__Problem details__: Pick out each line with the word "like" from the material that follows.

=== Data extracts ===

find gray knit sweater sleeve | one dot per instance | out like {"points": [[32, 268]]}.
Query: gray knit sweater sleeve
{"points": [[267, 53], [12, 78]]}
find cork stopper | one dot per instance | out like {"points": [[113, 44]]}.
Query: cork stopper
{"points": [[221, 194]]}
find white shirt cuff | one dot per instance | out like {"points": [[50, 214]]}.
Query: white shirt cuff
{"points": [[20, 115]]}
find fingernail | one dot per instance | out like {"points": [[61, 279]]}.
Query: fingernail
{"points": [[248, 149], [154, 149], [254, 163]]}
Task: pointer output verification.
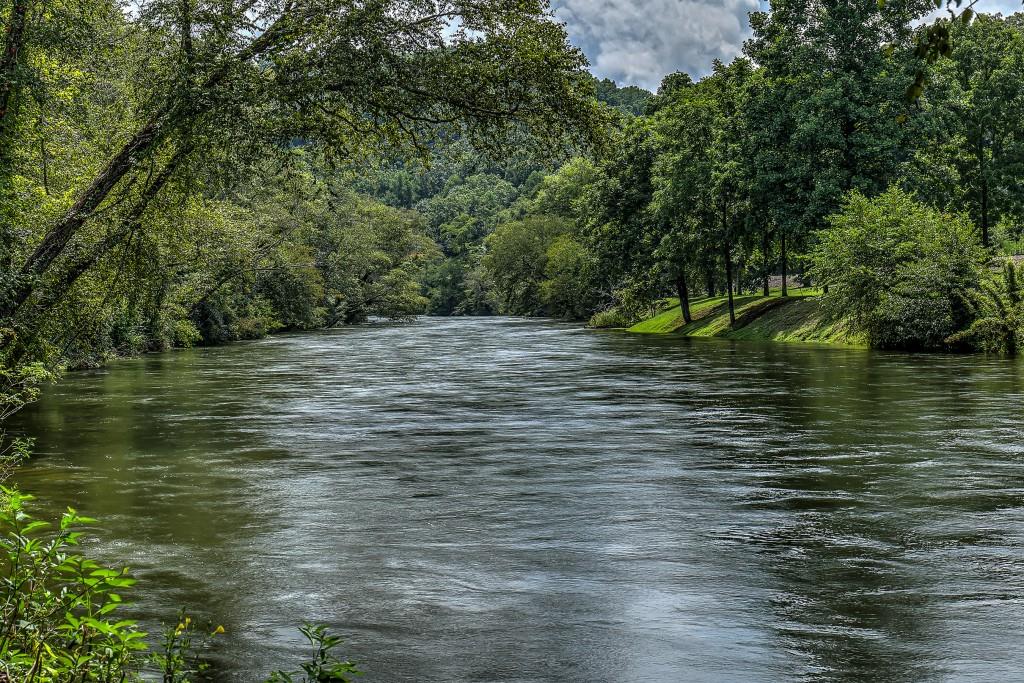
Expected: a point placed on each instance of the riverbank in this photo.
(797, 317)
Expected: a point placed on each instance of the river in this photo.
(506, 500)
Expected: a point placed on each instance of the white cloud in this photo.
(638, 42)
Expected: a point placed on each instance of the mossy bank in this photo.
(797, 317)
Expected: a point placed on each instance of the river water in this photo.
(504, 500)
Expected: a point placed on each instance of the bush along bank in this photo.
(894, 274)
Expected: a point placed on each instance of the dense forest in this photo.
(177, 173)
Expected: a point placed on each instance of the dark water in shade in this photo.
(480, 500)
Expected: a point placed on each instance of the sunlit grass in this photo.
(795, 318)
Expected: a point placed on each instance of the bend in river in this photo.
(504, 500)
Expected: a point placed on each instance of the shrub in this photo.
(903, 273)
(58, 624)
(56, 607)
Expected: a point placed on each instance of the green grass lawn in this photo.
(795, 318)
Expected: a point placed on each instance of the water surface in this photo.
(500, 500)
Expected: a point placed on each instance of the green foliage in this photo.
(57, 621)
(568, 290)
(998, 313)
(323, 667)
(901, 271)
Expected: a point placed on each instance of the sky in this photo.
(638, 42)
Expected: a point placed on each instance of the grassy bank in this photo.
(794, 318)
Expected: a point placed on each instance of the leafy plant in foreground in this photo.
(56, 607)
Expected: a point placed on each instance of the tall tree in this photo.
(830, 113)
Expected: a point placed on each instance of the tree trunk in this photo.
(9, 60)
(684, 296)
(8, 63)
(727, 254)
(765, 246)
(984, 210)
(57, 238)
(74, 269)
(785, 274)
(131, 155)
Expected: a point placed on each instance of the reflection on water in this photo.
(523, 501)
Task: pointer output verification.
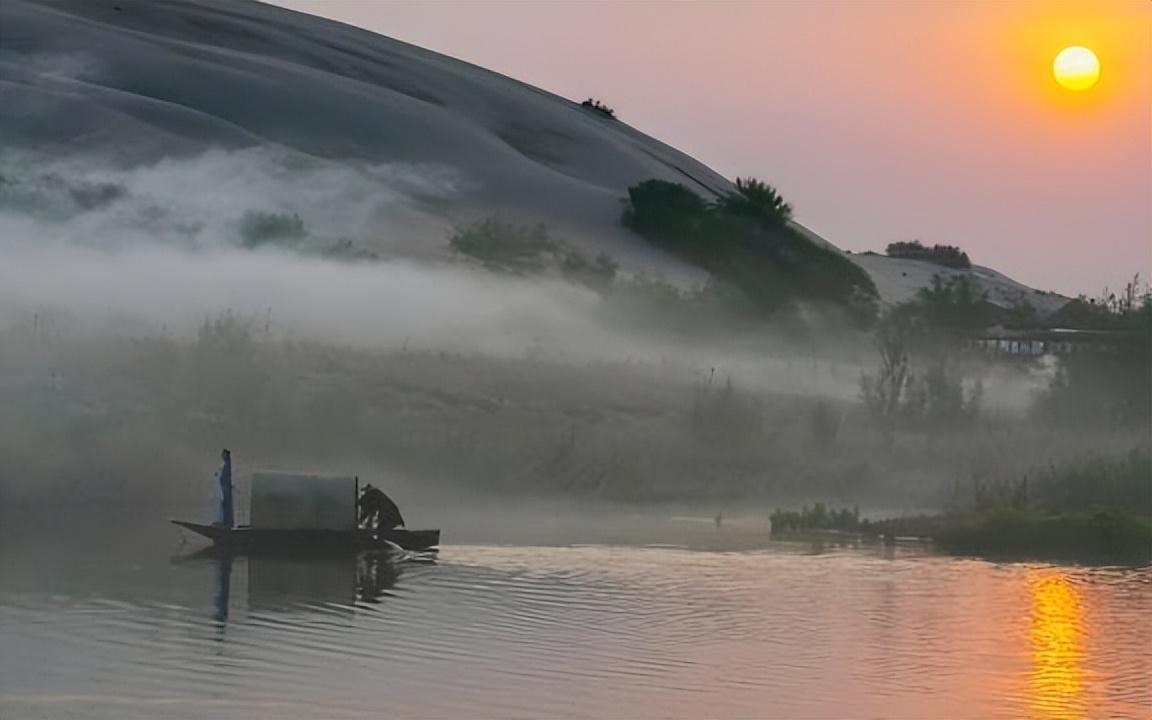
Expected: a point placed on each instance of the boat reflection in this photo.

===

__Result for this task__:
find gray knit sweater sleeve | one dot per instance | out like {"points": [[32, 268]]}.
find cork stopper | one dot per instance | out like {"points": [[113, 44]]}.
find white shirt cuff | one dot per instance | out like {"points": [[50, 214]]}.
find fingernail | one dot per instance | out like {"points": [[61, 279]]}.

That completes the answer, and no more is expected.